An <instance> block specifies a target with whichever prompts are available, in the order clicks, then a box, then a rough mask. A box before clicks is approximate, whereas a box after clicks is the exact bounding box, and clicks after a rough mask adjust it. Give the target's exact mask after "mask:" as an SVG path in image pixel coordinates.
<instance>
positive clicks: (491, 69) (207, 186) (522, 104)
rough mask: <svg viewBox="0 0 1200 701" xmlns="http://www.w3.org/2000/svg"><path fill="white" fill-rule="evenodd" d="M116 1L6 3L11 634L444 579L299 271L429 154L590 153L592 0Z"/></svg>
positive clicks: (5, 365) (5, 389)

* * *

• _ACTIVITY_
Repeat each entry exactly as it was given.

• _SOLUTION FOR THIS EXERCISE_
An <instance> block specifies a target with whichever prompts are available, in the order clicks, then a box, then a rough mask. A box before clicks is approximate, whereas a box after clicks is the exact bounding box, and clicks after a rough mask adjust it. Give the target's exact mask after "mask:" as an SVG path in image pixel coordinates.
<instance>
positive clicks: (491, 69) (207, 186) (522, 104)
rough mask: <svg viewBox="0 0 1200 701" xmlns="http://www.w3.org/2000/svg"><path fill="white" fill-rule="evenodd" d="M116 1L6 3L11 634L444 579L299 271L429 154L590 153L592 0Z"/></svg>
positive clicks: (5, 365) (5, 389)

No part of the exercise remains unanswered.